**INFORMATION GIVEN:**
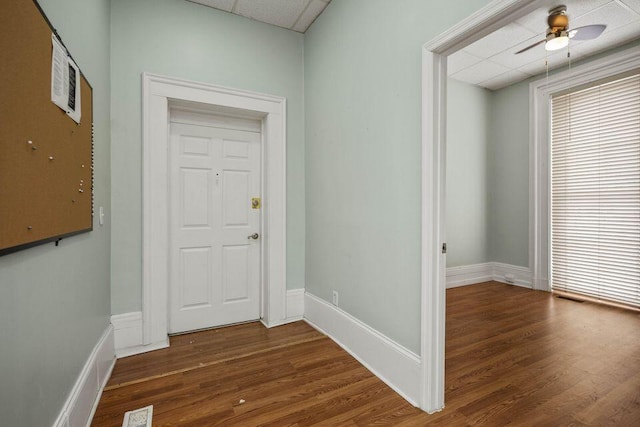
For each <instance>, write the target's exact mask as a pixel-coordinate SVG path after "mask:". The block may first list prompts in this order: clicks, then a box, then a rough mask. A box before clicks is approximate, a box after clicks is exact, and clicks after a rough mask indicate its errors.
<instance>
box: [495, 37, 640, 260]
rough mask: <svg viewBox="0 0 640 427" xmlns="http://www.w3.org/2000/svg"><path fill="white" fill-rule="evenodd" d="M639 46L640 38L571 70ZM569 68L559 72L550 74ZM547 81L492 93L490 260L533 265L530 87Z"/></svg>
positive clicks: (596, 56) (576, 62)
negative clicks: (626, 49) (530, 143)
mask: <svg viewBox="0 0 640 427" xmlns="http://www.w3.org/2000/svg"><path fill="white" fill-rule="evenodd" d="M637 46H640V40H634V41H632V42H629V43H627V44H625V45H623V46H618V47H616V48H614V49H611V50H609V51H607V52H603V53H600V54H598V55H594V56H592V57H590V58H587V59H584V60H582V61H578V62H574V63H573V64H572V66H573V67H576V66H580V65H582V64H586V63H589V62H591V61H594V60H596V59H600V58H603V57H605V56H607V55H611V54H612V53H615V52H619V51H622V50H625V49H629V48H632V47H637ZM566 69H567V67H562V68H559V69H556V70H554V71H551V72H550V73H549V75H553V74H556V73H559V72H562V71H564V70H566ZM543 78H545V74H540V75H538V76H535V77H531V78H529V79H527V80H525V81H522V82H519V83H516V84H514V85H511V86H508V87H506V88H504V89H500V90H497V91H495V92H492V95H491V132H490V138H489V156H488V171H489V175H488V177H489V178H488V185H487V189H488V203H489V229H488V232H489V256H490V261H496V262H503V263H507V264H513V265H518V266H524V267H527V266H529V84H530V83H531V82H533V81H536V80H540V79H543ZM529 267H531V266H529Z"/></svg>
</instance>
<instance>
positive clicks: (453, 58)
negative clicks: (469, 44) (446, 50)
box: [447, 50, 482, 74]
mask: <svg viewBox="0 0 640 427" xmlns="http://www.w3.org/2000/svg"><path fill="white" fill-rule="evenodd" d="M480 61H482V58H478V57H477V56H475V55H472V54H470V53H468V52H465V51H464V50H461V51H460V52H458V53H457V54H456V55H452V56H450V57H449V60H448V61H447V71H448V73H449V74H454V73H457V72H458V71H462V70H464V69H465V68H469V67H470V66H472V65H475V64H477V63H478V62H480Z"/></svg>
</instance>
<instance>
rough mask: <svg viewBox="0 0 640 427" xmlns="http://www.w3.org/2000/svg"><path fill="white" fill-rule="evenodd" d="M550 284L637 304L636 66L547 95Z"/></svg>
mask: <svg viewBox="0 0 640 427" xmlns="http://www.w3.org/2000/svg"><path fill="white" fill-rule="evenodd" d="M551 123H552V126H551V275H552V279H551V280H552V287H553V289H554V290H560V291H565V292H571V293H578V294H583V295H587V296H589V297H593V298H597V299H601V300H607V301H613V302H618V303H623V304H627V305H631V306H635V307H640V73H638V72H636V73H635V74H634V75H632V76H627V77H624V78H620V79H617V80H614V81H610V82H607V83H604V84H599V85H597V86H593V87H589V88H587V89H581V90H578V91H575V92H572V93H567V94H561V95H557V96H553V97H552V100H551Z"/></svg>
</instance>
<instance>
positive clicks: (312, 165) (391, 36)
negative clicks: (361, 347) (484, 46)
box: [304, 0, 488, 353]
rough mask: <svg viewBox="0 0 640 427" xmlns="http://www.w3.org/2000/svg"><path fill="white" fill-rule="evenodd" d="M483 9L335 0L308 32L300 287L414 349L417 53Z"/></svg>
mask: <svg viewBox="0 0 640 427" xmlns="http://www.w3.org/2000/svg"><path fill="white" fill-rule="evenodd" d="M398 3H401V5H399V4H398ZM487 3H488V0H474V1H464V0H457V1H448V2H431V1H424V0H405V1H402V2H396V1H388V0H348V1H347V0H334V1H332V2H331V3H330V4H329V6H328V7H327V8H326V9H325V11H324V12H323V14H322V15H321V16H320V17H319V18H318V20H316V22H315V23H314V24H313V26H312V27H311V28H310V30H309V31H307V33H306V38H305V58H304V59H305V67H304V69H305V150H306V155H305V165H306V169H305V176H306V179H305V181H306V288H307V290H308V291H309V292H311V293H312V294H314V295H317V296H318V297H320V298H322V299H324V300H326V301H331V291H332V289H335V290H337V291H338V292H339V293H340V305H341V308H342V309H344V310H345V311H346V312H348V313H350V314H351V315H353V316H355V317H356V318H358V319H360V320H361V321H363V322H365V323H366V324H368V325H369V326H371V327H373V328H374V329H377V330H378V331H380V332H381V333H383V334H385V335H386V336H388V337H390V338H391V339H393V340H395V341H396V342H398V343H400V344H402V345H404V346H406V347H407V348H409V349H410V350H412V351H414V352H416V353H419V350H420V233H421V232H420V204H421V202H420V198H421V195H420V194H421V193H420V153H421V145H420V144H421V142H420V141H421V140H420V135H421V133H420V132H421V131H420V114H421V113H420V111H421V75H420V72H421V46H422V45H423V44H424V43H425V42H427V41H429V40H430V39H432V38H433V37H435V36H437V35H438V34H440V33H441V32H443V31H444V30H446V29H447V28H450V27H451V26H452V25H454V24H456V23H457V22H459V21H460V20H462V19H464V18H465V17H466V16H468V15H470V14H471V13H473V12H474V11H475V10H477V9H479V8H480V7H482V6H484V5H485V4H487Z"/></svg>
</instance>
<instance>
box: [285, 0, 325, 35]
mask: <svg viewBox="0 0 640 427" xmlns="http://www.w3.org/2000/svg"><path fill="white" fill-rule="evenodd" d="M326 6H327V3H325V2H324V1H322V0H311V3H309V6H307V8H306V9H305V10H304V12H302V15H300V18H298V21H297V22H296V24H295V25H294V27H293V29H294V30H295V31H298V32H300V33H304V32H305V31H307V28H309V26H310V25H311V24H312V23H313V21H315V20H316V18H317V17H318V16H319V15H320V14H321V13H322V11H323V10H324V8H325V7H326Z"/></svg>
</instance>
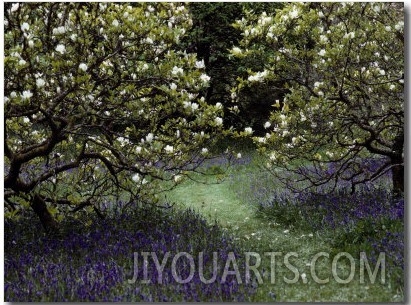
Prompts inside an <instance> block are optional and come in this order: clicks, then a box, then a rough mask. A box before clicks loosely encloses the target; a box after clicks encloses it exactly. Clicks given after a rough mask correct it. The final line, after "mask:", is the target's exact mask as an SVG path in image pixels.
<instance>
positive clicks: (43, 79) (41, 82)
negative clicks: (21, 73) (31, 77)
mask: <svg viewBox="0 0 411 305" xmlns="http://www.w3.org/2000/svg"><path fill="white" fill-rule="evenodd" d="M45 84H46V82H45V81H44V79H42V78H38V79H36V86H37V87H38V88H41V87H43V86H44V85H45Z"/></svg>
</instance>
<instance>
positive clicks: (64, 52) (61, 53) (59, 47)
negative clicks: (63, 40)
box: [56, 44, 66, 54]
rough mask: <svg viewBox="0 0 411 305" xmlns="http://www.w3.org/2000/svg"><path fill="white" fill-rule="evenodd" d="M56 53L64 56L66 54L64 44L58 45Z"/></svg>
mask: <svg viewBox="0 0 411 305" xmlns="http://www.w3.org/2000/svg"><path fill="white" fill-rule="evenodd" d="M56 51H57V52H59V53H61V54H64V53H65V52H66V47H65V46H64V45H63V44H58V45H57V47H56Z"/></svg>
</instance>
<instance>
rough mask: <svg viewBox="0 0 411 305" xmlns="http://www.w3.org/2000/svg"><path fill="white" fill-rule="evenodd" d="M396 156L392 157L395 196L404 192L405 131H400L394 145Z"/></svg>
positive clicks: (391, 158)
mask: <svg viewBox="0 0 411 305" xmlns="http://www.w3.org/2000/svg"><path fill="white" fill-rule="evenodd" d="M393 153H394V156H393V157H391V164H392V165H393V168H392V186H393V195H394V197H399V196H403V194H404V157H403V153H404V131H402V132H400V133H398V135H397V137H396V138H395V141H394V145H393Z"/></svg>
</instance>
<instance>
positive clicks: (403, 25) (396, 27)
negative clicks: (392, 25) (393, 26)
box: [394, 21, 404, 31]
mask: <svg viewBox="0 0 411 305" xmlns="http://www.w3.org/2000/svg"><path fill="white" fill-rule="evenodd" d="M394 27H395V29H396V30H397V31H401V30H402V29H404V21H400V22H398V23H397V24H396V25H395V26H394Z"/></svg>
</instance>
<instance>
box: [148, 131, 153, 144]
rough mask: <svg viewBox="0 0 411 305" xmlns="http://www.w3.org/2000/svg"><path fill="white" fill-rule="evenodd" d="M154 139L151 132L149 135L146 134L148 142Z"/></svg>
mask: <svg viewBox="0 0 411 305" xmlns="http://www.w3.org/2000/svg"><path fill="white" fill-rule="evenodd" d="M153 139H154V135H153V134H152V133H151V132H150V133H149V134H148V135H147V136H146V141H147V142H151V141H153Z"/></svg>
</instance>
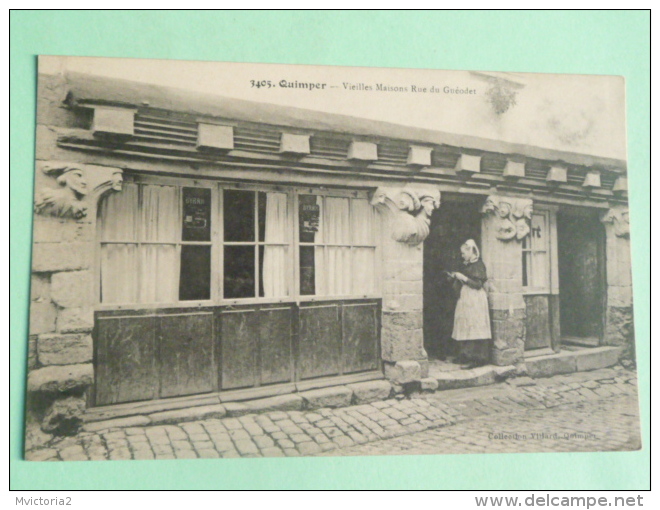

**YOUR TASK:** Your answer should be the lines from the first record down to the line containing "positive clicks: (596, 56) (576, 62)", restated exactly, with no pictures.

**WRITTEN ANSWER:**
For each <instance>, write the target's exact mask as a pixel-coordinate SVG path after "mask:". The block may first list prompts in this order: clicks, then a box, then a rough mask. A box before clicks is approximate, a box after clicks is exact, and clicks after a rough mask indicate its errors.
<instance>
box: [495, 37, 640, 260]
rough mask: <svg viewBox="0 0 640 427" xmlns="http://www.w3.org/2000/svg"><path fill="white" fill-rule="evenodd" d="M639 46L640 38L571 70ZM569 68L559 72L550 74ZM547 81L492 93L490 260L533 265L530 87Z"/></svg>
positive clicks: (596, 56) (576, 62)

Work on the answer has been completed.